_WHAT TO WORK ON_
1. Change the passage on Copilot's inline suggestions in VSCode and give it again. Begin at the words "Within VSCode, Copilot" and stop after "want to make.", with "VSCode" replaced by "Visual Studio Code" throughout.
2. Continue the passage on Copilot's inline suggestions in VSCode from the point where it stops.

_SELECTED PASSAGE_
——

These are in ascending order of autonomy, authority and scope that we delegate to Copilot to make changes. As we’ll see, as we delegate more authority and scope, the more we should increase our skepticism and diligence in reviewing and understanding suggestions made by such tools.

Inline Suggestions

Within VSCode, Copilot can provide “inline” suggestions as we type, which go much further than typical IDE autocomplete suggestions.

If we select the Copilot icon again in the status bar, we can see the current inline settings:

So here, we can see that inline settings will apply to all Python files. These suggestions will appear as “ghosted text” suggestion which you can autocomplete with tab, very similar to how they appear with standard VSCode autocomplete. There are also Next edit suggestions which go beyond the immediate context to make suggestions in other places in your code. These predict the location and the content of the next edit you’ll want to make.

——

_PROVIDED INFORMATION_
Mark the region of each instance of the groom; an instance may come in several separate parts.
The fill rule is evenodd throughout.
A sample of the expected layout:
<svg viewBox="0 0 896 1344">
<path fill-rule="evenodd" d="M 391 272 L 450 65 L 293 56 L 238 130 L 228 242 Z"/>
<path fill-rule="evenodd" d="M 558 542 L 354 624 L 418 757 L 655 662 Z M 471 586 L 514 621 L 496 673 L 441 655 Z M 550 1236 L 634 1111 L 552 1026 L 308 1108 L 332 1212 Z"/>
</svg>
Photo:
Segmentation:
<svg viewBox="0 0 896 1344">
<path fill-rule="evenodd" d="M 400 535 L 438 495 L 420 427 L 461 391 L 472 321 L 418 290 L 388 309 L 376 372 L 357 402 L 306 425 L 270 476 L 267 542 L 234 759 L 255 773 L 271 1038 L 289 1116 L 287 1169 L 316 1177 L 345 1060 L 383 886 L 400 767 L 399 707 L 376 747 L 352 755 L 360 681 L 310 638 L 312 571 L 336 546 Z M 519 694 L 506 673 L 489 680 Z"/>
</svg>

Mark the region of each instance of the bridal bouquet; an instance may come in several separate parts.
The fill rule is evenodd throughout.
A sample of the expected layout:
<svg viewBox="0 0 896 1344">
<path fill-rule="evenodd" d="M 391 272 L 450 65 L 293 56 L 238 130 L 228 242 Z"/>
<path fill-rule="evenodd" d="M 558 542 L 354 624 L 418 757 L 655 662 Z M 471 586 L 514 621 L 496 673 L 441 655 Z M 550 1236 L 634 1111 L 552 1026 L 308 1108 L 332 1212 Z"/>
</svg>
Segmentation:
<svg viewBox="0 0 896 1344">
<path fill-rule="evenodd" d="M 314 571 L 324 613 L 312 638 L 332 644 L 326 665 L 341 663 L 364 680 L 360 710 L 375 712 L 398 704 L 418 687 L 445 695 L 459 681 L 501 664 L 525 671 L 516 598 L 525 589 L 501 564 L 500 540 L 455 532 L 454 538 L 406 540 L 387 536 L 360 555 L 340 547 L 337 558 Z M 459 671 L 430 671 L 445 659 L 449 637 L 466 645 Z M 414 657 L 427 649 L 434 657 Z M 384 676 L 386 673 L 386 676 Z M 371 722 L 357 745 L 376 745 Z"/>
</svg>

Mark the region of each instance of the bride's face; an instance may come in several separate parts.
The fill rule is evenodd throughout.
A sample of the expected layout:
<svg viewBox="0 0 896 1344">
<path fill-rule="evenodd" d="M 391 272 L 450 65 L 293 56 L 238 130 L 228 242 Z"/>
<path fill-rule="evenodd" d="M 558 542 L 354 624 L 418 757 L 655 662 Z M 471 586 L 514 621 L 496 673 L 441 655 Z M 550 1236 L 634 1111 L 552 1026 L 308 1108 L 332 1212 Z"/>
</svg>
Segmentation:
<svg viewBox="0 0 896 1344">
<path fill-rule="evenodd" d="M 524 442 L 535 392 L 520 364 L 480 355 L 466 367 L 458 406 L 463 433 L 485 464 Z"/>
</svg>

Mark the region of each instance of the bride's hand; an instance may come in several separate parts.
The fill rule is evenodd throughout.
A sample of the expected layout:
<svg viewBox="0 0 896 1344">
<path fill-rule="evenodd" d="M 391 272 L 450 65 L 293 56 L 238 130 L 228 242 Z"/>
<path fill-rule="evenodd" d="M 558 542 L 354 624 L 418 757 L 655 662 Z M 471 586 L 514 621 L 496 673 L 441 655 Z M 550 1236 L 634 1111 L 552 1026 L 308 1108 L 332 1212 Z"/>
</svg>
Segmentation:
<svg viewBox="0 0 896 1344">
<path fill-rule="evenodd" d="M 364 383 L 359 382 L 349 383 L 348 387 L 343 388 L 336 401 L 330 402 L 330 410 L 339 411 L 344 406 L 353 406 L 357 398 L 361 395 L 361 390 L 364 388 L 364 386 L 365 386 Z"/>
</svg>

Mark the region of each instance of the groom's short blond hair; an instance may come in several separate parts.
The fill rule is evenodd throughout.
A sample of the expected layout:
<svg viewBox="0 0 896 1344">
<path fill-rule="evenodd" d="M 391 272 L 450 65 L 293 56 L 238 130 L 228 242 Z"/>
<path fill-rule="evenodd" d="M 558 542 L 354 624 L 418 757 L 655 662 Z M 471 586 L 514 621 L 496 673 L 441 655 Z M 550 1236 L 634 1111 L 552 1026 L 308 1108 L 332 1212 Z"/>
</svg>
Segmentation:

——

_ANSWERS FOR THE EXERCISE_
1.
Within Visual Studio Code, Copilot can provide “inline” suggestions as we type, which go much further than typical IDE autocomplete suggestions.

If we select the Copilot icon again in the status bar, we can see the current inline settings:

So here, we can see that inline settings will apply to all Python files. These suggestions will appear as “ghosted text” suggestion which you can autocomplete with tab, very similar to how they appear with standard Visual Studio Code autocomplete. There are also Next edit suggestions which go beyond the immediate context to make suggestions in other places in your code. These predict the location and the content of the next edit you’ll want to make.

2.
Let’s say we want to add a new section describing our coding style. Add the following at a suitable point in the file (you won’t need to add the header if it already exists):

MARKDOWN

## Python Coding Style
-

You should see a suggestion appear direcly after your cursor, something like Use type hints for function parameters and return types, Use 'snake_case' for variable and function names or similar. You can accept this suggestion by pressing Tab. If you continue to add new lines after this, you may find it continues to suggest other things to include, so we end up with, for example:

MARKDOWN

### Coding Style
- Use type hints for function parameters and return types
- Use `snake_case` for variable and function names
- Use `CamelCase` for class names

It does this by rapidly incorporating contextual information from a number of sources to infer a suggestion, including:

The code file you are editing
Any code you have currently selected
Frameworks, languages and dependencies
Any instructions files

Copilot suggestions are a starting point, but we should alwyays review, understand, and amend as necessary, as opposed to blindly accepting suggestions.

Challenge

Amend the Suggestions

3 mins.

Review the copilot-instructions.md file, and add/amend to fit your coding style.

Show me the solution

For example:

MARKDOWN

### Python Coding Style
- Comment code sections for clarity, especially to explain purpose and logic, and to describe data processing steps

As we’ll see shortly, these coding style guidelines will inform future refactoring of our code.

Of course, we can also do this for code. In inflammation-plot.py, begin adding an additional parameter to the functions calls in the code, by placing an additional , at the end of the given list of parameters, and see which inline suggestions are being made, e.g.:

PYTHON

    axes1.plot(data.mean(axis=0), ...)

You might see a suggestion for a label and/or color parameter. For example, add in one for color:

PYTHON

    axes1.plot(data.mean(axis=0), color='blue')

If we approve this change and then do the same for the other axes2 and axes3 variables, it suggests variants of that for the other calls to plot, and you can approve these by selecting Tab, e.g.

PYTHON

    axes2.plot(data.mean(axis=0), color='red')
    axes3.plot(data.mean(axis=0), color='green')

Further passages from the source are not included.